--- Start ---
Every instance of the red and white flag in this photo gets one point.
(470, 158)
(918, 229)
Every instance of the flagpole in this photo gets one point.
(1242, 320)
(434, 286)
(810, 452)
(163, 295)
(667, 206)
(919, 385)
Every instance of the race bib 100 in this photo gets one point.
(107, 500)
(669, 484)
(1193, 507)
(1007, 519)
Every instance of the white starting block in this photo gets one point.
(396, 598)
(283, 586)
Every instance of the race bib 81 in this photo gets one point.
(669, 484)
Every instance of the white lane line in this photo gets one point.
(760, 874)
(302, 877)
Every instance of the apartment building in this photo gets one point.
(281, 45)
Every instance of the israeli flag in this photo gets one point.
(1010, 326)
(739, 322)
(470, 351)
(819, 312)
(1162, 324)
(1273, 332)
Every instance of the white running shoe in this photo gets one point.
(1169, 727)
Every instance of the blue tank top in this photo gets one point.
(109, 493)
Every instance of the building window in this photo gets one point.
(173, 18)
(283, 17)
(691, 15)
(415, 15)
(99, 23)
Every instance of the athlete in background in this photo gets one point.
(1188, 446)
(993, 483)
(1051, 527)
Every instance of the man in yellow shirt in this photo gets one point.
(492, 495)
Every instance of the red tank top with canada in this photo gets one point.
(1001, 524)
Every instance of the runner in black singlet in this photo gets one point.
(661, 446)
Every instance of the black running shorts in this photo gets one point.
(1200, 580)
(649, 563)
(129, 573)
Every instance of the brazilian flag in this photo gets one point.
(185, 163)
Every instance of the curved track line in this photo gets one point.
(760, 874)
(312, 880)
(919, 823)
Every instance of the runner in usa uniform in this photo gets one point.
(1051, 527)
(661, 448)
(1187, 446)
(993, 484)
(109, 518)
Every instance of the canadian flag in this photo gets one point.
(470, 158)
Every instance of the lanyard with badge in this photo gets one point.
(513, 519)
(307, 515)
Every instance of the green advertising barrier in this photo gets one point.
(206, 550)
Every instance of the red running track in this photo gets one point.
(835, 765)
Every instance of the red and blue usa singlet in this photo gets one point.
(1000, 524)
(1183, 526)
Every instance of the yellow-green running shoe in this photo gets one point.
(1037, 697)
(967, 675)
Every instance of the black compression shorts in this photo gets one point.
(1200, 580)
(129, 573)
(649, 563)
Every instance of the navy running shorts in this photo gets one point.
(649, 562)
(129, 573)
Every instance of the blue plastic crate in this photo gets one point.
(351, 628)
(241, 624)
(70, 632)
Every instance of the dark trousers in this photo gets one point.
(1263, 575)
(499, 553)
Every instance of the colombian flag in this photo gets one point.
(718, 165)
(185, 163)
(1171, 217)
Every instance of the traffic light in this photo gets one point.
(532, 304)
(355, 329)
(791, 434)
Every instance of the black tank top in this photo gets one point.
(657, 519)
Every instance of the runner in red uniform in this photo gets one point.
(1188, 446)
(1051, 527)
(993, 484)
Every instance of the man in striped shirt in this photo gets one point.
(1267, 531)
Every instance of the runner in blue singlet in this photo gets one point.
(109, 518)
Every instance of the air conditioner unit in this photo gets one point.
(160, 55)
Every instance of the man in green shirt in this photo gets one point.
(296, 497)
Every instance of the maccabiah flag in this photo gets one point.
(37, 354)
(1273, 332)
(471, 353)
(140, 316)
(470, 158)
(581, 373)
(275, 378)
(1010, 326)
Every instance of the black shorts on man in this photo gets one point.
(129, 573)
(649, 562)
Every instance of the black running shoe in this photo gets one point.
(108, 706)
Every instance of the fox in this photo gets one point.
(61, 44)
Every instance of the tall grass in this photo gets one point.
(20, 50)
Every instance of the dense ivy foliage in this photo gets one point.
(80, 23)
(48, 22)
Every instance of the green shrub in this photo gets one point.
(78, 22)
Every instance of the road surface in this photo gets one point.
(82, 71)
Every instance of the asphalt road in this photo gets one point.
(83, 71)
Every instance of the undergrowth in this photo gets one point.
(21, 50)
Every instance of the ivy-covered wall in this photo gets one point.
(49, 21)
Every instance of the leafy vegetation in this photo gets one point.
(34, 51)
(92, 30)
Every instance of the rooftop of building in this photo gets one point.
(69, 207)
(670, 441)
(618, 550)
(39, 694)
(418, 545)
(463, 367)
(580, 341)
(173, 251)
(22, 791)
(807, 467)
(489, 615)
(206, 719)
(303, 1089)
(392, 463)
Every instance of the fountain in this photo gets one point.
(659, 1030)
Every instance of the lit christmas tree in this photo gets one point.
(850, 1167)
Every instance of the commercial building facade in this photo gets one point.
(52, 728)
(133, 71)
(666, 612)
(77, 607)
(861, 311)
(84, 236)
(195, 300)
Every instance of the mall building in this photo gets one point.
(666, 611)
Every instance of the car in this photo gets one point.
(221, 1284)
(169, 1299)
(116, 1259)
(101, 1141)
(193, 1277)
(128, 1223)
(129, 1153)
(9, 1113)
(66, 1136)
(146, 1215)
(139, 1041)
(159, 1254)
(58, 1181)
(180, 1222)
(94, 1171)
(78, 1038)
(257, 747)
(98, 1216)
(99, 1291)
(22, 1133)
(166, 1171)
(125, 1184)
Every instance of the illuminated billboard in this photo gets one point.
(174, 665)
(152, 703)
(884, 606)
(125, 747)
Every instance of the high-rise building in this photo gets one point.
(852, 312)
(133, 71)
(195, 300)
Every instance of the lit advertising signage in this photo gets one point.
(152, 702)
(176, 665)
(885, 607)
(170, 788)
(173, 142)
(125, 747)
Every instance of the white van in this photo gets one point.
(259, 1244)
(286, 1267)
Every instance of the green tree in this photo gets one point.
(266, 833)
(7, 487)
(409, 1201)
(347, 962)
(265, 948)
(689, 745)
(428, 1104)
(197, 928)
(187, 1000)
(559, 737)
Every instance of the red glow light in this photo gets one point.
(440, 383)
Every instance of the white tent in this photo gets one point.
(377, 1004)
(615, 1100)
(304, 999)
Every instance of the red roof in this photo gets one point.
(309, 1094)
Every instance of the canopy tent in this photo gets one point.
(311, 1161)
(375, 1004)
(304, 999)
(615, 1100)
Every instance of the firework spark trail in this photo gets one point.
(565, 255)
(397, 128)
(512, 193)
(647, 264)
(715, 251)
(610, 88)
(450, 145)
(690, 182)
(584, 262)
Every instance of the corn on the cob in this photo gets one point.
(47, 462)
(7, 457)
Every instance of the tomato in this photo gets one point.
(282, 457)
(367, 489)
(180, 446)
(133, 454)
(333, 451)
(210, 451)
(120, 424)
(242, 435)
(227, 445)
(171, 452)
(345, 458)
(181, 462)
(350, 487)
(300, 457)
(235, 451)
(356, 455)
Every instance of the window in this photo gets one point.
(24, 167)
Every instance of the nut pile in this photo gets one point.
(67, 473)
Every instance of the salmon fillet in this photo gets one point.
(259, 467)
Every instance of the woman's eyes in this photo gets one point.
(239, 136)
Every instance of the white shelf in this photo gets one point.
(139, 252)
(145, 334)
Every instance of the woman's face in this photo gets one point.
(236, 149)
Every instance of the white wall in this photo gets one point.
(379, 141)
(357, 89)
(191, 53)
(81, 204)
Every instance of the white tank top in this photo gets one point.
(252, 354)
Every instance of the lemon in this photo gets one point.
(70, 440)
--- End ---
## What is being asked:
Reproduce, unchanged, the part of the listing above that opens with its first line and closes with the line containing "(1007, 519)", including both of those lines.

## Output of the exercise:
Every instance of the red and white flag in this photo gets one point.
(470, 158)
(918, 229)
Every instance of the flagpole in this photo gets one point.
(1242, 320)
(434, 286)
(810, 452)
(163, 295)
(667, 206)
(919, 385)
Every instance of the race bib 100 in this photo gets one point.
(107, 500)
(669, 484)
(1193, 507)
(1007, 519)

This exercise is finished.